## [Your assignment]
Answer these questions about the thread on sharing digital medical records below:
1. According to the title, what do doctors find barriers to?
2. Which companies does the comment give as examples?
3. What does the comment say no governmental body has done?

## [Quoted passage]
[Start of section]

Doctors Find Barriers to Sharing Digital Medical Records - andrewl
http://www.nytimes.com/2014/10/01/business/digital-medical-records-become-common-but-sharing-remains-challenging.html

======
nospecinterests
There are no enforceable standards and no governmental body has come together
to figure out the standards for data transfer. I don't think its going to
readily happen either. Currently, each company (the Epics, GEs, etc) will
ALWAYS say that their product is the best and their standards should be the
ones used. No one wants to give so they don't play nice with each other. They
are leveraging the built in incompatibilities to make more money and there is
nothing wrong with that. Plus, there are no economic reasons (like fines and
quite frankly most patients don't need to go between large systems for care so
there is no driving force from patients) to force them to play nice.

[End of section]

## [Source data]
[Start of section]

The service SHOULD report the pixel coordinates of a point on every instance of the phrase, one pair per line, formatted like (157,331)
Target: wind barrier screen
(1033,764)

[End of section]

## [Answer space]
1. Sharing digital medical records.
2. The Epics and GEs.
3. Come together to figure out the standards for data transfer.